--- EXERCISES TO COMPLETE ---
(1) Quote the "What's For Dinner?" post word for word, starting with "By Ken Jones" and going on through "and being satisfied.".
(2) Which Bible verse does the "What's For Dinner?" post cite for its opening quotation?

--- PAGE ---
——
Monday, June 24, 2013

What's For Dinner?

By Ken Jones
     Jesus said, “I am the bread of life: whoever comes to me shall not hunger, and whoever believes in me shall never thirst” (John 6:35).
     You’re sitting at a table in your favorite restaurant, looking over the menu, thinking, “Im hungry, but I don’t know what I want.”  If it’s an unfamiliar place, you may even ask the server, “What’s especially good here?” You look to the next table to see what they have.  Then you order a large platter of rich fried food, and when you get done you are stuffed and wonder, “Why in the world did I order that?” You know there’s a big difference between being stuffed and being satisfied.
     I think this is a picture of life.  We’re handed a menu filled with options that promise satisfaction.  And we look at others’ lives and what they’ve ordered and we think, “Well, if I just had what they have, I think I’d be satisfied…if I had their marriage, their kids, their job, car or house I’d really be satisfied.”  For many of us, our souls are starving and we don’t even realize it because we’ve stuffed ourselves with cheap substitutes.  And we are undernourished.  We have tried to satisfy our deepest needs with the things of this world and don’t even know that it is a spiritual hunger that is really crying out for food.
——
--- Segmentation labeling entries ---

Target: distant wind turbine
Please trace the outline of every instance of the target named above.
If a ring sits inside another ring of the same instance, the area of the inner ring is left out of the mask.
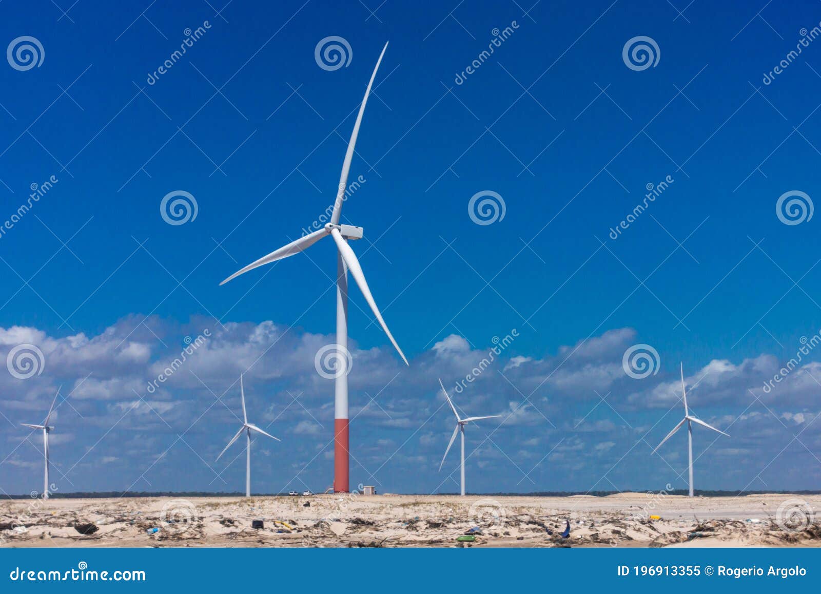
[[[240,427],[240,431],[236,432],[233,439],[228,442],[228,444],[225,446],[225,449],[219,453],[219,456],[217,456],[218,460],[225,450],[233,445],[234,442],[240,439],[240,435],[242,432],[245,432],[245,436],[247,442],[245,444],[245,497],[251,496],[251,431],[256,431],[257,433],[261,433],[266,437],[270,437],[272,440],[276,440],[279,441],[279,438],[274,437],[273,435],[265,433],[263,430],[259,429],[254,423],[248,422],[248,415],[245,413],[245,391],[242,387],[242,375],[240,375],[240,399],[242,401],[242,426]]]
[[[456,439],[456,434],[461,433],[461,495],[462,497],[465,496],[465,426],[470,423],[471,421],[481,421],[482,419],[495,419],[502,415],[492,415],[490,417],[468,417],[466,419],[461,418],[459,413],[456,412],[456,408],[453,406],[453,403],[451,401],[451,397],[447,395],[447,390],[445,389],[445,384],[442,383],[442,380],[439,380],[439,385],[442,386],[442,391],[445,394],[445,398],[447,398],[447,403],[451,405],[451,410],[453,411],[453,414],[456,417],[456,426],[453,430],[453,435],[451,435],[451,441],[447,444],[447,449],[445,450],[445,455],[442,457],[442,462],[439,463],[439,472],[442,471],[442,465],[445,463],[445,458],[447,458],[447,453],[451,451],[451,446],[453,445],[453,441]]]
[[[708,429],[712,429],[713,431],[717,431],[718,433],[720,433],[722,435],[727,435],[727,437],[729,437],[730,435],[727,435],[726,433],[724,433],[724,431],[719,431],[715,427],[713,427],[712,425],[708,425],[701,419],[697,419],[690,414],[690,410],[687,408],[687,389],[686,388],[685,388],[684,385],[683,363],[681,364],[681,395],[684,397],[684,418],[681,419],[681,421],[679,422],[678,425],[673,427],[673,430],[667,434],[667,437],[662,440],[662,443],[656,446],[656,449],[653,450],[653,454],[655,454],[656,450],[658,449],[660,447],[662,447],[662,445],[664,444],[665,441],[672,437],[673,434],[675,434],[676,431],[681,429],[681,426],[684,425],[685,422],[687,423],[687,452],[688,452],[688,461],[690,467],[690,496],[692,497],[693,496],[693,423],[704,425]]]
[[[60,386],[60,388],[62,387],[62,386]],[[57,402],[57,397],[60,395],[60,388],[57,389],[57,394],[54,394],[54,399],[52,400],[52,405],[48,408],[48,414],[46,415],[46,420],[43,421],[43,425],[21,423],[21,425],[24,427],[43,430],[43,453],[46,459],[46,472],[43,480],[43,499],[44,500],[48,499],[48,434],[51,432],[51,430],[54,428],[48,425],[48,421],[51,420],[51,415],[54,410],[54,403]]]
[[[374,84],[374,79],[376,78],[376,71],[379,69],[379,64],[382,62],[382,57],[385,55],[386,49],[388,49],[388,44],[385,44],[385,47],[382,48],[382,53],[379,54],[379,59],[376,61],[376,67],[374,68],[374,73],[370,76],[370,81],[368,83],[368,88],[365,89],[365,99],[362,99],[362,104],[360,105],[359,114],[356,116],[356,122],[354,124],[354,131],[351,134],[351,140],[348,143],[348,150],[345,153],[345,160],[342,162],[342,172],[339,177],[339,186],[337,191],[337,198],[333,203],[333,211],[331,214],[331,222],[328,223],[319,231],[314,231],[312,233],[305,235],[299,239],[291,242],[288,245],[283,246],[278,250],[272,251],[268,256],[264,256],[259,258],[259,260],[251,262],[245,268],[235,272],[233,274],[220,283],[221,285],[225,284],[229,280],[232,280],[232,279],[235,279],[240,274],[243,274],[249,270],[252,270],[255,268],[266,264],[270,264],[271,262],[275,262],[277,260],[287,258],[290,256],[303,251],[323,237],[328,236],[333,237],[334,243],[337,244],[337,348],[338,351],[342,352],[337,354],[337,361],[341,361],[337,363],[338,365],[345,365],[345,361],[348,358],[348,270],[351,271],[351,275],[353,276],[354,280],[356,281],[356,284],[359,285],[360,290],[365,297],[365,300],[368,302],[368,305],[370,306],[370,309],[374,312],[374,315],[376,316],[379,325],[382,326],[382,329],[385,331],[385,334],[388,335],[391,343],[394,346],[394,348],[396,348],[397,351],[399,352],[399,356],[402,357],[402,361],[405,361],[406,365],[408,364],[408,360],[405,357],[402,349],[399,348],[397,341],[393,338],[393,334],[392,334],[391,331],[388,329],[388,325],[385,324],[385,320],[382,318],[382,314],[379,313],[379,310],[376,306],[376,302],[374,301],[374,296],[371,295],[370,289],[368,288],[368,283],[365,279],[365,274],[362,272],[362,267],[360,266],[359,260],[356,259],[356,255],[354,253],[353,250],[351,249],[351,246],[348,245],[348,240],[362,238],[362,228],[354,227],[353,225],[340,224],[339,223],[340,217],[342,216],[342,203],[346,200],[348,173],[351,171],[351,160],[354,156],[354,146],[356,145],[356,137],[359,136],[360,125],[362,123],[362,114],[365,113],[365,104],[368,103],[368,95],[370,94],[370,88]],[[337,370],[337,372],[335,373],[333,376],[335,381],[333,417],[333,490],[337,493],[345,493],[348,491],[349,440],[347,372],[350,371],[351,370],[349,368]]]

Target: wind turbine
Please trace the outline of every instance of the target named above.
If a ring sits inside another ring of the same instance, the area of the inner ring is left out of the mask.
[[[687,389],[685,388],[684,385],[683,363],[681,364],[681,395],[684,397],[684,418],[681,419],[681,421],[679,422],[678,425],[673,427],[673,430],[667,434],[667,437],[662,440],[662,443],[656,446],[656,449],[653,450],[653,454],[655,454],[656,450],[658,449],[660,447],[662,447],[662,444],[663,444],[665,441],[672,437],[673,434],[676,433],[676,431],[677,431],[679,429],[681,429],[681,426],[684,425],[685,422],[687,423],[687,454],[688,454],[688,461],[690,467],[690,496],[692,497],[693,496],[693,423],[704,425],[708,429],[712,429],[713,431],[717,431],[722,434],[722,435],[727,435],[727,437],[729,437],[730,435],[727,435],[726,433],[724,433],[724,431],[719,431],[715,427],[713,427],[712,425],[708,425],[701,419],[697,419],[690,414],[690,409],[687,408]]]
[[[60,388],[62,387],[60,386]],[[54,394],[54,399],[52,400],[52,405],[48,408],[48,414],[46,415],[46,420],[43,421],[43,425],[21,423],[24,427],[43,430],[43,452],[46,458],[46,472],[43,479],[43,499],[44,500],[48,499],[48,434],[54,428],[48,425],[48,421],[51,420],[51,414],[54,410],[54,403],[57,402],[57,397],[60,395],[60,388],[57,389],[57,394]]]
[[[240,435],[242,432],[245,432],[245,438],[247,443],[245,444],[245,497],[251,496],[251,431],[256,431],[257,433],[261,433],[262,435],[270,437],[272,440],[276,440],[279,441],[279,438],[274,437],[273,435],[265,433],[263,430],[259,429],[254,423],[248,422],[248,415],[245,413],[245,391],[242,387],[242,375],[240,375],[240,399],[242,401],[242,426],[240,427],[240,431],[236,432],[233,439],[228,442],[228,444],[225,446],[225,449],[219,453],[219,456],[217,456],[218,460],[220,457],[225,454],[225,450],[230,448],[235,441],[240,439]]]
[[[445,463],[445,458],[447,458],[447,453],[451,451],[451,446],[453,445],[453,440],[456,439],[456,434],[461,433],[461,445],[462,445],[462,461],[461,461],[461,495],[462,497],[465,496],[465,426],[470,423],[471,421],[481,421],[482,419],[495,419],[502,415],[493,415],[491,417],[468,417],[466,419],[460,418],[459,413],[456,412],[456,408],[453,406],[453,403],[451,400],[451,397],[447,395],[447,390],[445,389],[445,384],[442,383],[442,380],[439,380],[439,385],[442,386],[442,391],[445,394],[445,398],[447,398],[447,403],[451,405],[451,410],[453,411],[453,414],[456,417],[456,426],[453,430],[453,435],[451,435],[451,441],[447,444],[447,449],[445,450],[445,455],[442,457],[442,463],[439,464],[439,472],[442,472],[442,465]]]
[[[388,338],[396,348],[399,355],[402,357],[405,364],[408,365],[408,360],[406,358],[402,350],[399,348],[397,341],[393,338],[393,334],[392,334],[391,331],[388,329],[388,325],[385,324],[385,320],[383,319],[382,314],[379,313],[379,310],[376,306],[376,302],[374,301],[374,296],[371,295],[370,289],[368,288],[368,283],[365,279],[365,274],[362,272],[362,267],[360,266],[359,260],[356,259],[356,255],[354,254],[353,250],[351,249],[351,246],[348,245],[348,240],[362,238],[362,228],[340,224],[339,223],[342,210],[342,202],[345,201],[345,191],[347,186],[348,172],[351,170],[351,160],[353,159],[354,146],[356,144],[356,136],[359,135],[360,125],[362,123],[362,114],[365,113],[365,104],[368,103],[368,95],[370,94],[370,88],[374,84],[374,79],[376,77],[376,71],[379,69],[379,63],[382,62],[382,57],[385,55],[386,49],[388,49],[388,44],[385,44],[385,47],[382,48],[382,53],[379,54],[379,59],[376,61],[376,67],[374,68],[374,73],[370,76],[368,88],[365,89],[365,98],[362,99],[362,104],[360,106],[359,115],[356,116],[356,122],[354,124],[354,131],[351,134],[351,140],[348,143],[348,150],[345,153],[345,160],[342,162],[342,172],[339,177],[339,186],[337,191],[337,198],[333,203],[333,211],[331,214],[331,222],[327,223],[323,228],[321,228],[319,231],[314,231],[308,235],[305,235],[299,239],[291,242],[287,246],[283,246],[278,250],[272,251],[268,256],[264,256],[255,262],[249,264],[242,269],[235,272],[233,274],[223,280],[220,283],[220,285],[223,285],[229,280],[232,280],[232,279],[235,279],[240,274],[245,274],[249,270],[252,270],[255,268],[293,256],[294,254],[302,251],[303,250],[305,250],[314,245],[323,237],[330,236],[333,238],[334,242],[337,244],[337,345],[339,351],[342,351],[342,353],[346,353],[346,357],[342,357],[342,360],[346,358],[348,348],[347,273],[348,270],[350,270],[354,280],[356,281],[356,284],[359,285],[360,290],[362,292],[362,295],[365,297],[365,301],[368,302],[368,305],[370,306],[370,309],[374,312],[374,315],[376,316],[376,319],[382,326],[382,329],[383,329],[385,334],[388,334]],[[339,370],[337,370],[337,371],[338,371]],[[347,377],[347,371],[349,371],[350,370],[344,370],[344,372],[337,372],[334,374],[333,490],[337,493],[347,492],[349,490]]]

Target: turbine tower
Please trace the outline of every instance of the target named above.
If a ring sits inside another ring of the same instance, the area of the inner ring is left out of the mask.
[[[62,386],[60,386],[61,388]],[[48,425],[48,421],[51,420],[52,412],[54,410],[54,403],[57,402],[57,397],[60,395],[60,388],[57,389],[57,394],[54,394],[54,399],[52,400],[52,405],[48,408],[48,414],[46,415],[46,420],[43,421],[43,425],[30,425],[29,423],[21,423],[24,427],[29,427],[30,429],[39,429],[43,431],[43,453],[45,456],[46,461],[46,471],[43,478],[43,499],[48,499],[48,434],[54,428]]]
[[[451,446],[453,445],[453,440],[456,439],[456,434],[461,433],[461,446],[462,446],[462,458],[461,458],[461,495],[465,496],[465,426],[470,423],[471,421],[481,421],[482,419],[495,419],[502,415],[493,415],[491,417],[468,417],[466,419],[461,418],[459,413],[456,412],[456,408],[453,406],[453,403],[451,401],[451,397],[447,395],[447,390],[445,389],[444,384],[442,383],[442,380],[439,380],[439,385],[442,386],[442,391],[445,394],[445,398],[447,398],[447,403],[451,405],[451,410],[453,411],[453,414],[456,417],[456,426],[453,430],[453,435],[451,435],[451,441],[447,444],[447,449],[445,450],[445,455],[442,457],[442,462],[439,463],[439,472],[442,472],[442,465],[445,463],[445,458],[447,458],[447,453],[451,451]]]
——
--- RESPONSES TO THE TASKS ---
(1)
By Ken Jones
     Jesus said, “I am the bread of life: whoever comes to me shall not hunger, and whoever believes in me shall never thirst” (John 6:35).
     You’re sitting at a table in your favorite restaurant, looking over the menu, thinking, “Im hungry, but I don’t know what I want.”  If it’s an unfamiliar place, you may even ask the server, “What’s especially good here?” You look to the next table to see what they have.  Then you order a large platter of rich fried food, and when you get done you are stuffed and wonder, “Why in the world did I order that?” You know there’s a big difference between being stuffed and being satisfied.

(2) John 6:35